- _Text_

::::::::::

Quote: KSPI was at the Rio on Monday playing Double Double bonus on a super times pay machine and had a very strange session that led me to believe something was up with the machine. I was playing 6 quarters a line and three lines total for $4.50 a hand. I played for approximately 25 minutes and did not get a single super times pay multiplier. I did however get 4 aces twice, once with a duece for $500 and once without for $200. I had to leave for the airport or I would have kept playing, more than anything to see if I ever got a multiplier. I've played a fair amount of video poker and have never seen anything like this. The odds of not getting a multiplier after approximately 200 hands combined with getting 4 aces twice have got to be off the charts.
According to my page on Super Time Pay, the probability of getting a multiplier on any given hand is 1/15. So the probability of going 200 hands without a multiplier is (14/15)^200 = 1 in 983,206. The probability of getting four aces twice in 600 hands on the draw is 1 in 116, assuming optimal 9/6 DDB strategy.

::::::::::

- _Set tasks_
1 - Translate this sentence from the video poker text into Spanish: "I played for approximately 25 minutes and did not get a single super times pay multiplier."
2 - Pick up the text on video poker odds after its final sentence and carry it forward.

- _Data provided_
::::::::::

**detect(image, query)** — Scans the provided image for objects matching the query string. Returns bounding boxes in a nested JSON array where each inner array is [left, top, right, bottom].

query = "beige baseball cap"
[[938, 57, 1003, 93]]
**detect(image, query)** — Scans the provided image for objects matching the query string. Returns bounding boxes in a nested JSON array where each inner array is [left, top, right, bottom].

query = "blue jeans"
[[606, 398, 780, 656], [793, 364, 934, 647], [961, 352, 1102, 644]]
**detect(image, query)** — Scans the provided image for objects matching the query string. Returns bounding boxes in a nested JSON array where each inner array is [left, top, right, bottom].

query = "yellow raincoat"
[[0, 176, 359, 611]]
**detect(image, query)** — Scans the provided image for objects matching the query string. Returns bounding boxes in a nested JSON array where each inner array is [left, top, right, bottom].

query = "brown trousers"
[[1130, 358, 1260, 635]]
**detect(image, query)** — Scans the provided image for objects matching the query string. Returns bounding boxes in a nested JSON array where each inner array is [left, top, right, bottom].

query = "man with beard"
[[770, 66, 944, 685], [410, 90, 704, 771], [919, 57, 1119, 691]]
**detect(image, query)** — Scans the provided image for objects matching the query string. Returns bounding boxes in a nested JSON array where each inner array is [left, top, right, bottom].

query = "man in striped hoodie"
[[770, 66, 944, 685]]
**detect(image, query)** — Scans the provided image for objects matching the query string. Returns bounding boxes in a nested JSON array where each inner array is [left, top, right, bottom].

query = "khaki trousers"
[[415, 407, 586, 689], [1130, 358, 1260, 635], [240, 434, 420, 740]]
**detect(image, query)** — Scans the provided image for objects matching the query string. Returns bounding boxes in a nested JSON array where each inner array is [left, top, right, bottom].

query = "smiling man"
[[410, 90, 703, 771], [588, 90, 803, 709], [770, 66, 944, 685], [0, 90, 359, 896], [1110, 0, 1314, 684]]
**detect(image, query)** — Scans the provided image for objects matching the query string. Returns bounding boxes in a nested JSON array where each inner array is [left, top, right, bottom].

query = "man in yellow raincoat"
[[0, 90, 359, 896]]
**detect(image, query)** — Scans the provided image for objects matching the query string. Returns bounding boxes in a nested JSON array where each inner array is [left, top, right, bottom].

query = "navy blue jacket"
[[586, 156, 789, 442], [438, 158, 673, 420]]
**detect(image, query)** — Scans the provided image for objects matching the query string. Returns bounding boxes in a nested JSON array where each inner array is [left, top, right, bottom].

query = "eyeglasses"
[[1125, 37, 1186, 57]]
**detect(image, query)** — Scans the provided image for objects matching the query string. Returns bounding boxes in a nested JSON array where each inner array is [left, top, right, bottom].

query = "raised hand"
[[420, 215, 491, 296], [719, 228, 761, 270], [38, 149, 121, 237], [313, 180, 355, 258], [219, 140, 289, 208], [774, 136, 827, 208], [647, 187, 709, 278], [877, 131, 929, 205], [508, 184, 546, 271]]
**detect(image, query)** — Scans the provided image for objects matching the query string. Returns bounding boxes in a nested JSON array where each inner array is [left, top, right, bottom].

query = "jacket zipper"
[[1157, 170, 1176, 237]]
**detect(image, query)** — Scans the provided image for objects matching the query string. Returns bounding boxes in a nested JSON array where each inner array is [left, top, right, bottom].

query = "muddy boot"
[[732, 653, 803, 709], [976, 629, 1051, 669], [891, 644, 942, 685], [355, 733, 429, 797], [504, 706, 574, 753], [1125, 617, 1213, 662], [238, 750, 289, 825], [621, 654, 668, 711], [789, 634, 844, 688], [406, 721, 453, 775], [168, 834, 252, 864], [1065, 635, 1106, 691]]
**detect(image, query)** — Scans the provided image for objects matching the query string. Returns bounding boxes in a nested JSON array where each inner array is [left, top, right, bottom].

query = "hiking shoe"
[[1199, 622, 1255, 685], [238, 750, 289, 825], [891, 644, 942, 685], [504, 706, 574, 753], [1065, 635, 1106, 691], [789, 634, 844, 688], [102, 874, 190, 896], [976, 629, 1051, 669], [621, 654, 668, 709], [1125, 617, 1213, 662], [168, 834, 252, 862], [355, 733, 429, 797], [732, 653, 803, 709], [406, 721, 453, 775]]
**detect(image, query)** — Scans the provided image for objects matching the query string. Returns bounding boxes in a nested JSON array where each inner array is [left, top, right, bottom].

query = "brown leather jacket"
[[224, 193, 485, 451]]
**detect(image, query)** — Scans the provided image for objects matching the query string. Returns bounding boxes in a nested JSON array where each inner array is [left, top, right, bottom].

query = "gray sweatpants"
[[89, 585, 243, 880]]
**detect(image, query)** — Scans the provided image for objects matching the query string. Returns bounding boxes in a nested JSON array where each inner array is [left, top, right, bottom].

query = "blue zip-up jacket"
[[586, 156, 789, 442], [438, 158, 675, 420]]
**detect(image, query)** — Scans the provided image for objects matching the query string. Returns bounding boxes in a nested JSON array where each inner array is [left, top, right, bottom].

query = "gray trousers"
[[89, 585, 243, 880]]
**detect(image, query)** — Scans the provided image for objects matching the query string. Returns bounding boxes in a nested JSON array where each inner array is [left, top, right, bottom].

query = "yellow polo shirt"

::::::::::

- _Answers to the problems_
1 - Jugué durante aproximadamente 25 minutos y no obtuve ni un solo multiplicador de super times pay.

2 -
However, this would make for terrible statistics if I were to conclude that the machine was cheating. The scientific method would be to formulate a hypothesis BEFORE you start playing, then gather evidence, and then see how well the evidence fits the hypothesis. It is easy to look back on a video poker sitting and find something unusual about it.
Just one more question: How would one go about trying to prove mathematically that the machine had the super time pay feature turned off or was set up to a frequency other than 1 in 15? I guess you could play a series of sessions of x hands per session, but how many of these would you need to run before you would feel comfortable drawing any conclusions.
Also, I calculated my odds of getting multipliers five hands in a row at 1 in 759,375, better than my odds of not getting any for 200 hands (1 in 983,206). That would have been more fun :)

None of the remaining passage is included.